• **About this task**
Check each line of the entries for "face" and report the ones that have it.

[Records drawn from a dataset]
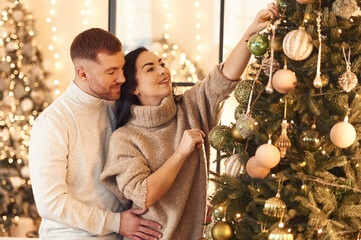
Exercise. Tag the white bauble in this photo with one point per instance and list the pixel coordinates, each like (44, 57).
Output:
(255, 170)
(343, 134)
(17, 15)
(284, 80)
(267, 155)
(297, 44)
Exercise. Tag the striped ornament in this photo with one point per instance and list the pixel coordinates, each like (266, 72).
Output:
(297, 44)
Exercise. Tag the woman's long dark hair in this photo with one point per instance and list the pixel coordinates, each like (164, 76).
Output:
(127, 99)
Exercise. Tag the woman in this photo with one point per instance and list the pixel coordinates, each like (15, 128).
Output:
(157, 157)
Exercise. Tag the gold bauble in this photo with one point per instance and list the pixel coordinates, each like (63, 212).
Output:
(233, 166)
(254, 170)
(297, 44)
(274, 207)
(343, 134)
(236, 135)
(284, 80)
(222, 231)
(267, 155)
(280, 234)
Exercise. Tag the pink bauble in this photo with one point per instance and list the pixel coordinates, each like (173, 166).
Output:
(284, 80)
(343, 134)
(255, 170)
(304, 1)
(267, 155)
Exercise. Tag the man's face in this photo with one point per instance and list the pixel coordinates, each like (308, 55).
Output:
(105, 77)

---

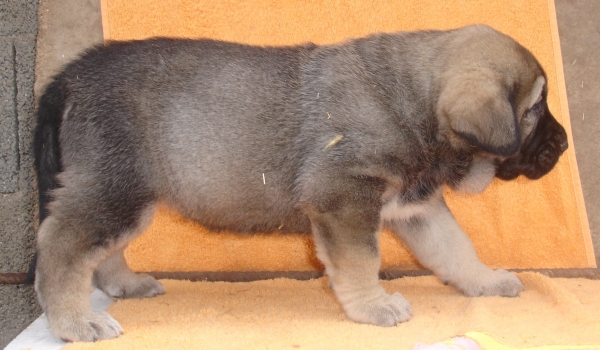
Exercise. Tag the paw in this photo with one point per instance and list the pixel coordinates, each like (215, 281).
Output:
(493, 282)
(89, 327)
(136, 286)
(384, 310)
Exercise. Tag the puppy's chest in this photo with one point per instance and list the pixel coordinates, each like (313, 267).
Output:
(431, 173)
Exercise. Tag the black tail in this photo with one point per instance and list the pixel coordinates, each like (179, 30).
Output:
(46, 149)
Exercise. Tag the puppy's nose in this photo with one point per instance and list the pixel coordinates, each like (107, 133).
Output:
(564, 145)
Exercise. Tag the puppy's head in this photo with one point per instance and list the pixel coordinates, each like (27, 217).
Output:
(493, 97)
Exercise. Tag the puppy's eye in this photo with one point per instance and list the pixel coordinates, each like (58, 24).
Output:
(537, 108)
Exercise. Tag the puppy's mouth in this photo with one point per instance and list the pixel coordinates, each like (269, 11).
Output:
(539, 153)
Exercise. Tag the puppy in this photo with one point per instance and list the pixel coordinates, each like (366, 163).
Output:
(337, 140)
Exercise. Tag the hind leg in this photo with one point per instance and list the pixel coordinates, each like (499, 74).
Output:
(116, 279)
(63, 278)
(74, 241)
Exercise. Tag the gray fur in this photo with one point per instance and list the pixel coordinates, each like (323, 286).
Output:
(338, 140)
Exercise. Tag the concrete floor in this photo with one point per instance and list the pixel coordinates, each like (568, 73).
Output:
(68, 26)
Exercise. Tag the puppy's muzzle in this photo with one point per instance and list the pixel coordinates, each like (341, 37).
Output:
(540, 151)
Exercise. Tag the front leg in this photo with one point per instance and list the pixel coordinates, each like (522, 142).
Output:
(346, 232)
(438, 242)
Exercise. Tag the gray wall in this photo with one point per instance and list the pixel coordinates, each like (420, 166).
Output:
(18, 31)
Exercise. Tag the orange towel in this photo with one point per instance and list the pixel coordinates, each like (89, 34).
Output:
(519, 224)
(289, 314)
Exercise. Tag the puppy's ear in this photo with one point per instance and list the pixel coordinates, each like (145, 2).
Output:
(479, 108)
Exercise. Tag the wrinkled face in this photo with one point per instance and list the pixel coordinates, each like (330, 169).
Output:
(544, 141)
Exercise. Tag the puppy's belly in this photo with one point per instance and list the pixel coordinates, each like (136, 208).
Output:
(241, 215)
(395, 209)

==

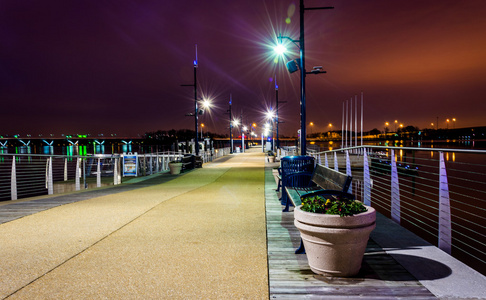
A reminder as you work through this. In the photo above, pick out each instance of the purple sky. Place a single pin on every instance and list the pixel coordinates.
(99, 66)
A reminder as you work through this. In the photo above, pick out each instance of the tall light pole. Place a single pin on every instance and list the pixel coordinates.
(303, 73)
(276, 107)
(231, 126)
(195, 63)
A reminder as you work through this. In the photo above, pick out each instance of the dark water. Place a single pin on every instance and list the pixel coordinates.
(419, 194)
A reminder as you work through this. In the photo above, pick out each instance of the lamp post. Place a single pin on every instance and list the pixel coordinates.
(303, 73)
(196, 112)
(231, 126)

• **Written answer**
Exercise. Tag the man's face in this photo with one point per instance and list the pixel coordinates, each like (308, 55).
Exercise. Tag the wrinkled face in this photo with one point per instance and list the pixel coordinates, each like (330, 169).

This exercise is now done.